Qué se espera - Retoma el hilo de foro sobre CUPS que no permite agregar una impresora y continúalo a partir de su última línea.

Texto proporcionado -
· · ·

# [CUPS] No puedo agregar impresora (abierto)

## sirope

Hola,

Tenía una impresora Lexmark correctamente configurada y funcionando... Cuando quise agregar otra Canon al ir a localhost:631 > administración > añadir impresora.. escribo el nombre y click en "siguiente", pero se queda atascado en ese punto...

He hecho de todo... borré el Lexmark y no pude volver a agregarlo... probé reemergiendo cups e instaló un par de paquetes mas.. he intentado con la versión 1.3.10-r2 de ~x86 por si se trata de algún bug... un -avuND world no actualizó nada que me sirviera.. no hay nada roto con revdep-rebuild...  creo que ya hice todo lo que se me ocurre.. no sé cual pueda ser el problema..

lsusb reconoce perfectamente ambos impresores.

· · ·

Registros extraídos -
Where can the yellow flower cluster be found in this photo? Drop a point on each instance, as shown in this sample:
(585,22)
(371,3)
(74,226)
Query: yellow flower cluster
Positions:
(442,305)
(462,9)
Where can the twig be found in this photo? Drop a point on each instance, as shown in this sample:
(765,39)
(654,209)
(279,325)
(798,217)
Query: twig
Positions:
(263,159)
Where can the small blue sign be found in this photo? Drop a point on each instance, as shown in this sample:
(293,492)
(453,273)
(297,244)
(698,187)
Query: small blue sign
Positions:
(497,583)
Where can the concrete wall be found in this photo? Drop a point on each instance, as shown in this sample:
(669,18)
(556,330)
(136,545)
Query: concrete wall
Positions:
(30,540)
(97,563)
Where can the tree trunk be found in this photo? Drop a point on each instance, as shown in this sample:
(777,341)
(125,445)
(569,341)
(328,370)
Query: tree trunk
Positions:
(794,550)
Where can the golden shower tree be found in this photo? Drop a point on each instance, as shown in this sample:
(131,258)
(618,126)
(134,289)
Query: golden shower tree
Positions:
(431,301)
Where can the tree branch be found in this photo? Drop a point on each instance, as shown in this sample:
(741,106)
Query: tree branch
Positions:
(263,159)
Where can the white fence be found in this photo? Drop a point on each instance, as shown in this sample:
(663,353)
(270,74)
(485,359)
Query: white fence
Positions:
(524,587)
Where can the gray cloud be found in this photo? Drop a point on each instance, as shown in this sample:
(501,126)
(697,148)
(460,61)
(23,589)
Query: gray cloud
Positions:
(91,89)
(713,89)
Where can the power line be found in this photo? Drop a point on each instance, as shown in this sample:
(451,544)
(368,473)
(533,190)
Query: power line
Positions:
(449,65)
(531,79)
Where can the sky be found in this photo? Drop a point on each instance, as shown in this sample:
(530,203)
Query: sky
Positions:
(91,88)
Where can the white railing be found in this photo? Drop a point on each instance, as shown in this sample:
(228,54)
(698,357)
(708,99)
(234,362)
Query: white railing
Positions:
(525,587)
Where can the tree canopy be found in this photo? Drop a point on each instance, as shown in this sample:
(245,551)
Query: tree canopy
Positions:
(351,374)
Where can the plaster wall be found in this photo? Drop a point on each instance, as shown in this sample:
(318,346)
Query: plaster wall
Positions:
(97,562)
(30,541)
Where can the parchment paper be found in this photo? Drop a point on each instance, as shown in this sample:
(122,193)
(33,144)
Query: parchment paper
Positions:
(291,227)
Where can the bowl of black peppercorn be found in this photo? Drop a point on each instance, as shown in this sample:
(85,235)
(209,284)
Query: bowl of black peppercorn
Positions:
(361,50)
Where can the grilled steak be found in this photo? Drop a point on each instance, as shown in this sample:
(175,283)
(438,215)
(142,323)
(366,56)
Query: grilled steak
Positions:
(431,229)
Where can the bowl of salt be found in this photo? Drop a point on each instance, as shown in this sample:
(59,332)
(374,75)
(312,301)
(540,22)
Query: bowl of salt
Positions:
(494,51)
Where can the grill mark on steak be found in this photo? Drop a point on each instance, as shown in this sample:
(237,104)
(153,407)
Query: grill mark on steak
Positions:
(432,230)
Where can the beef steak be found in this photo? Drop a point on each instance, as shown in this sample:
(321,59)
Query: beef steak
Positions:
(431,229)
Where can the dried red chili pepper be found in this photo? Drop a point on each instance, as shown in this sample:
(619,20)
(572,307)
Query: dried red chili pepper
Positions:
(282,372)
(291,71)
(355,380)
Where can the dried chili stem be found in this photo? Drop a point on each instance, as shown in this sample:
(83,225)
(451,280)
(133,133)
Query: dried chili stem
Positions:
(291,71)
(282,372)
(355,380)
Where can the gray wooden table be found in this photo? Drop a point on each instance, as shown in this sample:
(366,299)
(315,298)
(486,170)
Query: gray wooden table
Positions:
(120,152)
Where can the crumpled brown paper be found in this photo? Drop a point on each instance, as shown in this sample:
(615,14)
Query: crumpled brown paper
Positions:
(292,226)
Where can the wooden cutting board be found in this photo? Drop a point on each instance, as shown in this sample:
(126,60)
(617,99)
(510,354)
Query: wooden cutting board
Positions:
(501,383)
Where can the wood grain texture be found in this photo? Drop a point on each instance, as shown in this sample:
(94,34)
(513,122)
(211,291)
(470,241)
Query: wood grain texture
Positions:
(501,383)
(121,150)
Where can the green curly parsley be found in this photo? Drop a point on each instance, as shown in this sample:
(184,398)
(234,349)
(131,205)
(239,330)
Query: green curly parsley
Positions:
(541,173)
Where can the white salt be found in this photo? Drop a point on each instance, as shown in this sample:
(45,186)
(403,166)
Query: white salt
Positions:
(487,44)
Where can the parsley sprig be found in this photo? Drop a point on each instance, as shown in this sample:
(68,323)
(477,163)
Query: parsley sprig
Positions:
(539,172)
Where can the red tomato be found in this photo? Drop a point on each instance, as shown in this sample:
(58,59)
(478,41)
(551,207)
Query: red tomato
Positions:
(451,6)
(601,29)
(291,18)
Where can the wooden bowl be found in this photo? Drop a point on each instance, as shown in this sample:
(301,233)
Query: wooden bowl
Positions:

· · ·

Resultado de tarea -
es posible agregar el impresor desde una consola y no usando el interfaz web?

este es cups:

[ebuild   R   ] net-print/cups-1.3.10-r2  USE="X acl dbus jpeg ldap pam perl png ppds python samba ssl tiff -avahi -gnutls -java -kerberos -php -slp -static -xinetd -zeroconf" LINGUAS="es -de -en -et -fr -he -id -it -ja -pl -sv -zh_TW" 0 kB

alguna idea?

gracias de antemano

----------

## Inodoro_Pereyra

 *man lpadmin wrote:*   

> DESCRIPTION
> 
>        lpadmin  configures  printer  and class queues provided by CUPS. It can
> 
>        also be used to set the server default printer or class.

 

Por suerte no me ha fallado nunca la interface web de cups así que no he tenido que usarlo nunca pero ya tenes la punta del ovillo.

Salud!

----------

## esteban_conde

Creo que ha habido otro hilo con el mismo tema, en mi caso no me dejaba configurar via web debido a "iptables" que me bloqueaba el acceso por el puerto 631, segun leí en otros foros se debe a que aunque le añadas un puerto a la direccion http://localhost:631 no tiene en cuenta el puerto y arroja error.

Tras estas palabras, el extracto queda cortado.